[Start The data]

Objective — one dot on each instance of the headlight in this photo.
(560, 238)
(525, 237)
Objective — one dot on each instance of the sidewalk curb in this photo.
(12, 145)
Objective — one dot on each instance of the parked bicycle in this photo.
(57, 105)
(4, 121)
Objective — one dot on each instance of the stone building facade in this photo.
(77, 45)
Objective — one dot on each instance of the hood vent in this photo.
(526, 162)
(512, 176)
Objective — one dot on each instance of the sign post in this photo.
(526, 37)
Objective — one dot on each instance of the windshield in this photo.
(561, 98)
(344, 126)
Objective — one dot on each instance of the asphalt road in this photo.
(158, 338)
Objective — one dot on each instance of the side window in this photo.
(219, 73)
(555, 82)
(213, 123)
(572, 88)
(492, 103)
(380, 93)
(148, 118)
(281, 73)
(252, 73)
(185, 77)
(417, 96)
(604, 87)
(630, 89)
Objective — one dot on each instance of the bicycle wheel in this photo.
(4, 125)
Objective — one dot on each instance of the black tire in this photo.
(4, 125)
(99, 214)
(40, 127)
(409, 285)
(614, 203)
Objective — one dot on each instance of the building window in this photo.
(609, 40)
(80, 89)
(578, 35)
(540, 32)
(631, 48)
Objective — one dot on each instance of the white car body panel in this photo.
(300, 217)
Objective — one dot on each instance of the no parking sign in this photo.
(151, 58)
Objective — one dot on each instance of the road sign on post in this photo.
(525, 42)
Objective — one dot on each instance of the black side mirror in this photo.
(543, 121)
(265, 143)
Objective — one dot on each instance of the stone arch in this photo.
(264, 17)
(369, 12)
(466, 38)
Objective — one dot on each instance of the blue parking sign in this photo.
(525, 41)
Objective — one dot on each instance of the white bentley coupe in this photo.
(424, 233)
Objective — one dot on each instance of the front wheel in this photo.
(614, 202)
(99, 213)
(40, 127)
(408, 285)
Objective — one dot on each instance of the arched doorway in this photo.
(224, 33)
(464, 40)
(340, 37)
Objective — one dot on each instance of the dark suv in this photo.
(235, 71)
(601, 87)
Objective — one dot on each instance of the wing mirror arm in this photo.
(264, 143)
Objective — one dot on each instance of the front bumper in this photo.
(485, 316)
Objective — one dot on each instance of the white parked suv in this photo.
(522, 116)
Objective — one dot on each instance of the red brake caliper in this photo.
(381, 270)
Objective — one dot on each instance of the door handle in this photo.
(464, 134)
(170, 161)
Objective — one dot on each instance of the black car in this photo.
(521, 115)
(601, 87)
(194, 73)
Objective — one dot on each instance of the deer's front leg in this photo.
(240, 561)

[End The data]

§ **Exercise aim**: From the line containing "Objective — one dot on each instance of the white bentley" down to the final line of the data, write out every line exactly; both the first and last of these belong in your answer, and nothing else does.

§ **Correct result**:
Objective — one dot on each instance of the white bentley coupe in this photo.
(424, 233)
Objective — one dot on each instance of the front wheel in this photo.
(614, 202)
(99, 213)
(40, 127)
(408, 285)
Objective — one dot on each instance of the arched doorway in this photo.
(224, 33)
(464, 40)
(340, 37)
Objective — one dot on each instance of the dark suv in this photo.
(235, 71)
(601, 87)
Objective — one dot on each instance of the wing mirror arm in this photo.
(264, 143)
Objective — one dot on each instance of the front bumper in this photo.
(485, 316)
Objective — one dot on each instance of the white parked suv in this photo.
(522, 116)
Objective — one dot on each instance of the red brake caliper in this photo.
(381, 270)
Objective — one dot on each instance of the door handle in this photo.
(464, 134)
(170, 161)
Objective — one dot on each instance of the black car in this photo.
(521, 115)
(601, 87)
(194, 73)
Objective — one dot on each instance of the deer's front leg in this photo.
(240, 561)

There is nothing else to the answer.